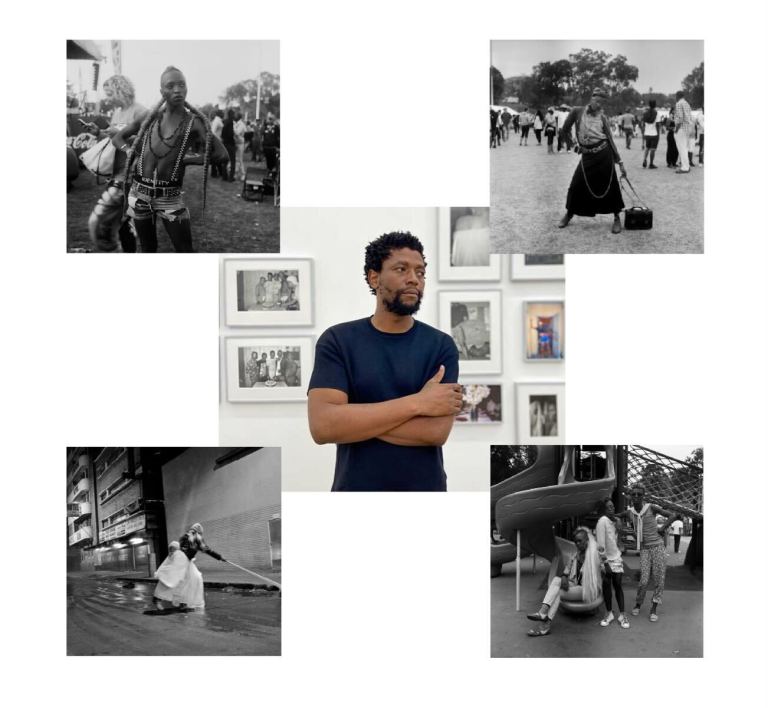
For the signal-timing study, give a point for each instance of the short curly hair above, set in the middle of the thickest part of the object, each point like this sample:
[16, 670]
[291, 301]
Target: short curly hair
[378, 250]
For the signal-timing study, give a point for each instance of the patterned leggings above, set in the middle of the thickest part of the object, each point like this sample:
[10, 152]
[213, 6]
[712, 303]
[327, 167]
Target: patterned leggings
[653, 561]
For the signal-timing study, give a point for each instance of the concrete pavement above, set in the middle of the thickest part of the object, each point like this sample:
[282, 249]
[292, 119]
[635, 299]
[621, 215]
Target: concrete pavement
[105, 616]
[678, 633]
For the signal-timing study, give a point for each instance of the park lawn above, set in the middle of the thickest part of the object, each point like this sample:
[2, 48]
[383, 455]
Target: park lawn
[230, 225]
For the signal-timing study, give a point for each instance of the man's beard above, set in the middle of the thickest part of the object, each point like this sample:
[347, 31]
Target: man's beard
[398, 307]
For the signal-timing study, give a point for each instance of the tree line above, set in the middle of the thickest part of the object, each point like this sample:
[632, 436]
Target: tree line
[571, 82]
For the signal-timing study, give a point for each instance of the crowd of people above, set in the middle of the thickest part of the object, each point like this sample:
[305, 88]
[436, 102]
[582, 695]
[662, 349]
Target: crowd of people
[277, 290]
[596, 570]
[683, 127]
[260, 137]
[148, 151]
[589, 131]
[280, 367]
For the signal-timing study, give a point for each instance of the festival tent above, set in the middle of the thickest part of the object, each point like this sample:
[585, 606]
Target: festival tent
[83, 49]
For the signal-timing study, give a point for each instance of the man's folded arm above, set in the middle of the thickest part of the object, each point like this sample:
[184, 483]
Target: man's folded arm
[332, 419]
[421, 430]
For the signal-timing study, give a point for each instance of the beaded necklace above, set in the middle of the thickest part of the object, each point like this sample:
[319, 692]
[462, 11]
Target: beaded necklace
[148, 142]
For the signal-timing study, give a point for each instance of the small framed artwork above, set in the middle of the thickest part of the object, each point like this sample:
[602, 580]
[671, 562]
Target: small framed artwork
[473, 319]
[266, 369]
[464, 249]
[535, 267]
[481, 403]
[268, 292]
[540, 409]
[544, 335]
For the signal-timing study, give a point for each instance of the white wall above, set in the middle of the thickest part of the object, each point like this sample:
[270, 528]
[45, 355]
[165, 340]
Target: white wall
[335, 239]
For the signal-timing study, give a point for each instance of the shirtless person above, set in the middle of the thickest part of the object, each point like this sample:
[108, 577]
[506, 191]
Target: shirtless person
[155, 169]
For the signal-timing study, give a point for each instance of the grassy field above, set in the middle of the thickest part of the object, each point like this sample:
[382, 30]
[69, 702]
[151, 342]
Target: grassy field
[528, 190]
[230, 224]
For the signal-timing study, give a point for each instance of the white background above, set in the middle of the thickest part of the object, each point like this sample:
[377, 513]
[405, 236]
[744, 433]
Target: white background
[387, 596]
[335, 239]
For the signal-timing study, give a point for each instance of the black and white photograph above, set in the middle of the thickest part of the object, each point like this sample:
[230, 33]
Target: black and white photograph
[544, 330]
[536, 267]
[268, 368]
[597, 146]
[597, 551]
[174, 132]
[540, 411]
[465, 249]
[268, 292]
[173, 551]
[481, 404]
[473, 319]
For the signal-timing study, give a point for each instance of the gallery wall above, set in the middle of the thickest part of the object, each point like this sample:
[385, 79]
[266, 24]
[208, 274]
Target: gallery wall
[335, 240]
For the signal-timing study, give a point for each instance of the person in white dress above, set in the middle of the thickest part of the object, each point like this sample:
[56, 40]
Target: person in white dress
[471, 239]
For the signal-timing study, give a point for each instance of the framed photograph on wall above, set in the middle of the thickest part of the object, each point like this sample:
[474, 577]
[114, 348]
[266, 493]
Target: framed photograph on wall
[535, 267]
[544, 330]
[267, 369]
[473, 319]
[464, 249]
[268, 292]
[540, 411]
[481, 404]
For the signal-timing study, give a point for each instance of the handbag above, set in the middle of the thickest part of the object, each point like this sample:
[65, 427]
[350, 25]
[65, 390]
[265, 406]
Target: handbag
[638, 217]
[100, 159]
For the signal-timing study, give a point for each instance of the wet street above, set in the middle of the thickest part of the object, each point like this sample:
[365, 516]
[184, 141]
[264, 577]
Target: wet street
[106, 618]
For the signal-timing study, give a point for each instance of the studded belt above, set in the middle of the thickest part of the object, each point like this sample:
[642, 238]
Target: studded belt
[596, 148]
[156, 191]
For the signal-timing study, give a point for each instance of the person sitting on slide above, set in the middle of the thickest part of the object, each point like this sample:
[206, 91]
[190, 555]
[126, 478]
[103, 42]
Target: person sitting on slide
[579, 582]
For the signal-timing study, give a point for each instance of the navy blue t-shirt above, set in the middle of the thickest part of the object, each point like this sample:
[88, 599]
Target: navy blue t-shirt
[370, 367]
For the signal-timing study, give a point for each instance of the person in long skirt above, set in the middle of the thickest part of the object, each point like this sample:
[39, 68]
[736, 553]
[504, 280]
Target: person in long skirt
[613, 565]
[179, 580]
[594, 187]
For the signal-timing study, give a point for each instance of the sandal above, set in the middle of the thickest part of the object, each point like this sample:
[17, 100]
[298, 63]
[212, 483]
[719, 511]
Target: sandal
[538, 632]
[624, 622]
[607, 620]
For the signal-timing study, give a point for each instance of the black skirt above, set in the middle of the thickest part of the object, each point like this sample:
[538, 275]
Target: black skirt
[595, 186]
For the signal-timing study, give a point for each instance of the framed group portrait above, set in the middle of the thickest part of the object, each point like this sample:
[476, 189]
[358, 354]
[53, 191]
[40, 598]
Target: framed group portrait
[473, 319]
[536, 267]
[544, 330]
[540, 411]
[268, 369]
[268, 292]
[464, 250]
[481, 404]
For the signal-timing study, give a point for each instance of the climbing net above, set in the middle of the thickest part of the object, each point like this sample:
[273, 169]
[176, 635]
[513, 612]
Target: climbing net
[668, 482]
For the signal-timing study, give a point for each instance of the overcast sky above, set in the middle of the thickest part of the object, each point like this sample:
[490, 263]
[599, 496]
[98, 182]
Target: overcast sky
[662, 64]
[210, 66]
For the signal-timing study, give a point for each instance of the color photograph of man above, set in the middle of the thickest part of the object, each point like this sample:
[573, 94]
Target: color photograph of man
[384, 388]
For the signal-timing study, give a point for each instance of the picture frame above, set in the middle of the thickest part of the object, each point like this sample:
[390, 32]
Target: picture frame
[253, 297]
[473, 319]
[464, 254]
[482, 404]
[536, 267]
[248, 380]
[544, 330]
[540, 412]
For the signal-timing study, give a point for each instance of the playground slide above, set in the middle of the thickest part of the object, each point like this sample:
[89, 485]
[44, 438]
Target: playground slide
[538, 499]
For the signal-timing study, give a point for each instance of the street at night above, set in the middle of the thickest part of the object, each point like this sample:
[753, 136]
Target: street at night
[105, 616]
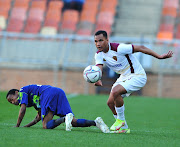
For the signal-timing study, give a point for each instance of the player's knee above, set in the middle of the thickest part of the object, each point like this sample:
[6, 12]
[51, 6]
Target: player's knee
[115, 93]
[44, 126]
[110, 104]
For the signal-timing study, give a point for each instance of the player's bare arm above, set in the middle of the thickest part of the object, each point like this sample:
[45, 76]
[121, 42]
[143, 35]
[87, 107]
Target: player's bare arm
[99, 83]
[22, 112]
[35, 121]
[148, 51]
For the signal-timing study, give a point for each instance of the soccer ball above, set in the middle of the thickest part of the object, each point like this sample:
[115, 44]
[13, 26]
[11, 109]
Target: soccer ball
[92, 73]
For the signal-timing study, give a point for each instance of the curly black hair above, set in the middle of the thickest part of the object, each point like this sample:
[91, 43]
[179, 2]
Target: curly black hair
[12, 91]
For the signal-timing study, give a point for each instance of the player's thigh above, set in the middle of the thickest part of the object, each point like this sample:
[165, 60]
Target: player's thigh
[47, 118]
[132, 84]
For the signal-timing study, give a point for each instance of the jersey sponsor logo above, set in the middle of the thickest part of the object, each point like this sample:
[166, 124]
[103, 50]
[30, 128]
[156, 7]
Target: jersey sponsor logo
[115, 58]
[116, 65]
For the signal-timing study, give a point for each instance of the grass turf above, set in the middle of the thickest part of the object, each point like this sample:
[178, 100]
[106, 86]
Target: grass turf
[153, 122]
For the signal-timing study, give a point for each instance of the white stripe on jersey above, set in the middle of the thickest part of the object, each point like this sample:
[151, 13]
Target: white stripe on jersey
[120, 59]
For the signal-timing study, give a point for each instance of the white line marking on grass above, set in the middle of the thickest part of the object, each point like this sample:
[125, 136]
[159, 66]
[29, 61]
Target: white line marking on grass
[69, 96]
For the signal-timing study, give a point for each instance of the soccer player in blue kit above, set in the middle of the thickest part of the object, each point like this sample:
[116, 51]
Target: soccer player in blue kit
[49, 101]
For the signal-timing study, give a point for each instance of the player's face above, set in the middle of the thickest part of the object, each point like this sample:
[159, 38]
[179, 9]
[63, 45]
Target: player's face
[101, 43]
[12, 98]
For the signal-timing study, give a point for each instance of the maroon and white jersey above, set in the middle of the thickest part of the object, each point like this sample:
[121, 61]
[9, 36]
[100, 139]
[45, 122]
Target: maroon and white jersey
[120, 59]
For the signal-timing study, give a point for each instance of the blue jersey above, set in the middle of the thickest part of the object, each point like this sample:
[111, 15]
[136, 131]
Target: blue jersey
[45, 97]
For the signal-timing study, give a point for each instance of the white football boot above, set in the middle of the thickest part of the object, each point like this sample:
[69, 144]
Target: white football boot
[68, 120]
[101, 125]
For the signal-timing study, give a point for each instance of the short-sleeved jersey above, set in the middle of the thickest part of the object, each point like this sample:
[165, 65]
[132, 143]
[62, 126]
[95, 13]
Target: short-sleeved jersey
[30, 95]
[120, 59]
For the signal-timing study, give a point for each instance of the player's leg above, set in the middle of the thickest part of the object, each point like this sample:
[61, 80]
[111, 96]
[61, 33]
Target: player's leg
[87, 123]
[50, 123]
[116, 93]
[111, 104]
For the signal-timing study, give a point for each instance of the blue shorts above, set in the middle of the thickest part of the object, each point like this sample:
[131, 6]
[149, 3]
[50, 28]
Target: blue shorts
[54, 99]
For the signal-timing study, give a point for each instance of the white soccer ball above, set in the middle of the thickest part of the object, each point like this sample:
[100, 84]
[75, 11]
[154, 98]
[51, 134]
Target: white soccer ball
[92, 73]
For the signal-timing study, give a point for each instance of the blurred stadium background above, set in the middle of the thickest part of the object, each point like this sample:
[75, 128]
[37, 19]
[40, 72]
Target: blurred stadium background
[41, 45]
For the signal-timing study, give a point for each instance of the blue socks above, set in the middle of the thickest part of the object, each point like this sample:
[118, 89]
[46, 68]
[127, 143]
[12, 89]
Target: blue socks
[54, 123]
[85, 123]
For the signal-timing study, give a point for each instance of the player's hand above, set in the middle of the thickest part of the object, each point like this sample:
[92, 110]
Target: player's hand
[168, 55]
[98, 83]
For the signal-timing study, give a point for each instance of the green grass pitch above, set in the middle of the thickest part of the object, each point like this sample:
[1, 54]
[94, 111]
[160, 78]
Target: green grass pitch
[153, 122]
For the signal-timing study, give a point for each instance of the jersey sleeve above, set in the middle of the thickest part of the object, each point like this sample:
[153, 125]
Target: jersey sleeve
[125, 49]
[98, 58]
[23, 97]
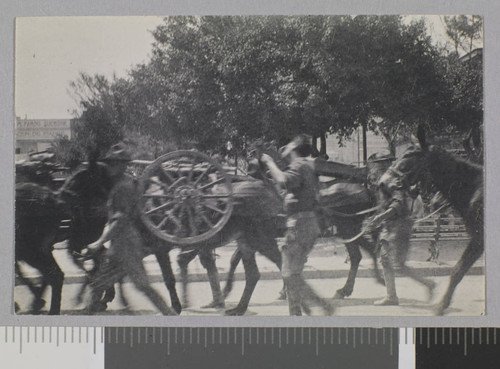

**OBJECTIVE:** Starting at the line containing "of the green" and ending at the end of the records, write out every line again, with each answer coordinate rescaled by 0.8 and rounded to a whole number (halves round up). Keep all other numbers, including the sample points, unchanged, and leave the pictures out.

**RESULT FOR THIS TASK:**
For the signal-timing study, give a point for each instance of the green grass pitch above, set in the middle of the thickest part of the object, each point like this sample:
[1, 54]
[94, 111]
[160, 78]
Target: green grass pitch
[122, 98]
For the signal-timing study, give a point for each instance of the jersey sleeve above, set in the middle of the thickest part of the object, each point like this sample:
[153, 125]
Target: jersey sleeve
[100, 39]
[78, 46]
[18, 78]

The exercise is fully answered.